▶ **What is expected**
Could you copy down every one of the items below word for word?

----- Given data -----

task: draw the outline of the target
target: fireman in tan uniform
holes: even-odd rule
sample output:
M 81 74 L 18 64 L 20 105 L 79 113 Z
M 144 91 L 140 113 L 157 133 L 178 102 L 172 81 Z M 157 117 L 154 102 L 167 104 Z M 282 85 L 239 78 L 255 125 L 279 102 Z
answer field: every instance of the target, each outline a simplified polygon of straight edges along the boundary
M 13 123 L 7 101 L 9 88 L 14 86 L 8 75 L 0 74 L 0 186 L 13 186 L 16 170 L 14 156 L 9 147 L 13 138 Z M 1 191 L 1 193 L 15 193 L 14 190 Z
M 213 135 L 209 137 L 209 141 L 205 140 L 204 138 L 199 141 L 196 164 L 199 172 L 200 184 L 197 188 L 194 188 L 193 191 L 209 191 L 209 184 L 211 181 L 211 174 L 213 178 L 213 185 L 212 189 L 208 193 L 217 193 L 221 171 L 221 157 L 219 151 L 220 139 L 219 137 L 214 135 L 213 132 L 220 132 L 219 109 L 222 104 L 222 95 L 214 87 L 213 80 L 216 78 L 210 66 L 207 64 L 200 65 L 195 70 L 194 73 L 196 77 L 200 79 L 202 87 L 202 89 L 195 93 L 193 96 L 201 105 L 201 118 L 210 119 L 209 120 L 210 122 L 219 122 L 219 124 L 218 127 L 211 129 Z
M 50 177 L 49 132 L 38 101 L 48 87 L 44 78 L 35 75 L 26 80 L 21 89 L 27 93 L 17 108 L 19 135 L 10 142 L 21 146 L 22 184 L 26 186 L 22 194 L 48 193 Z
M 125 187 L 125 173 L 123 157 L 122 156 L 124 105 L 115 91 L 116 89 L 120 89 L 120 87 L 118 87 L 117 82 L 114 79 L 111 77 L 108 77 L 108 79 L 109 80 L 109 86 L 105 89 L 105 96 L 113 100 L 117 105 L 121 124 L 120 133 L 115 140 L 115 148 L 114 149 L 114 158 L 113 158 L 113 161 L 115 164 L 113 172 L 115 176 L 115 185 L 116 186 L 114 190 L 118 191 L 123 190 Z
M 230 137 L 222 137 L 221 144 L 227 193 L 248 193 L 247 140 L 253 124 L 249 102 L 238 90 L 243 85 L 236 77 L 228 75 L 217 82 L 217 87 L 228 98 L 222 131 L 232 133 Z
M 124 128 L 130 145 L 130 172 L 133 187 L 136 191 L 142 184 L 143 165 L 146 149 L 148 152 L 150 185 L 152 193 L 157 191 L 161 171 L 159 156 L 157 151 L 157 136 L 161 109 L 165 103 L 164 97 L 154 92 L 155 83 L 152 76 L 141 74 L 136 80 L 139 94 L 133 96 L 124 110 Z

-----

▶ **Expected answer**
task: draw the outline of the target
target: fireman in tan uniform
holes: even-odd rule
sample output:
M 81 74 L 18 64 L 20 105 L 79 113 Z
M 144 91 L 140 113 L 157 133 L 178 102 L 172 81 Z M 157 117 L 154 102 L 167 104 Z M 282 85 L 239 78 L 255 125 L 279 102 Z
answer field: every instance of the target, each outline a simplified polygon of straight edges along the boundary
M 13 123 L 7 101 L 9 88 L 14 86 L 8 75 L 0 74 L 0 186 L 13 186 L 16 170 L 14 156 L 9 147 L 13 138 Z M 1 191 L 1 193 L 15 193 L 14 190 Z
M 213 135 L 209 137 L 209 141 L 205 140 L 204 138 L 199 141 L 196 164 L 199 172 L 200 184 L 197 188 L 194 188 L 193 191 L 209 191 L 209 184 L 211 181 L 211 174 L 213 178 L 213 185 L 212 189 L 208 193 L 217 193 L 221 171 L 221 157 L 219 151 L 220 139 L 219 137 L 214 135 L 213 132 L 220 132 L 219 109 L 222 104 L 222 95 L 214 87 L 213 80 L 216 78 L 210 66 L 207 64 L 200 65 L 195 70 L 194 73 L 196 77 L 200 79 L 202 87 L 202 89 L 195 93 L 193 96 L 201 105 L 201 118 L 210 119 L 209 120 L 210 122 L 219 122 L 219 124 L 218 127 L 211 129 Z
M 50 177 L 49 132 L 38 101 L 48 87 L 44 78 L 35 75 L 26 80 L 21 89 L 27 93 L 17 108 L 19 135 L 10 142 L 21 146 L 22 184 L 26 186 L 22 194 L 48 193 Z
M 125 187 L 125 173 L 123 157 L 122 156 L 124 105 L 115 91 L 116 89 L 120 89 L 120 87 L 118 87 L 117 82 L 114 79 L 111 77 L 108 77 L 108 79 L 109 80 L 109 86 L 105 89 L 105 96 L 113 100 L 117 105 L 121 124 L 120 133 L 115 140 L 115 148 L 114 149 L 114 158 L 113 158 L 113 161 L 115 164 L 113 172 L 115 176 L 115 185 L 116 186 L 114 190 L 118 191 L 123 190 Z
M 230 137 L 222 137 L 221 144 L 227 193 L 248 193 L 247 140 L 253 124 L 249 102 L 238 90 L 243 85 L 236 77 L 228 75 L 217 82 L 217 87 L 228 98 L 222 131 L 232 133 Z
M 124 128 L 130 145 L 130 172 L 133 187 L 136 191 L 142 184 L 143 165 L 146 149 L 148 152 L 150 185 L 152 193 L 157 191 L 161 171 L 159 156 L 157 151 L 157 136 L 161 109 L 165 103 L 164 97 L 154 92 L 155 83 L 152 76 L 141 74 L 136 80 L 139 94 L 133 96 L 124 110 Z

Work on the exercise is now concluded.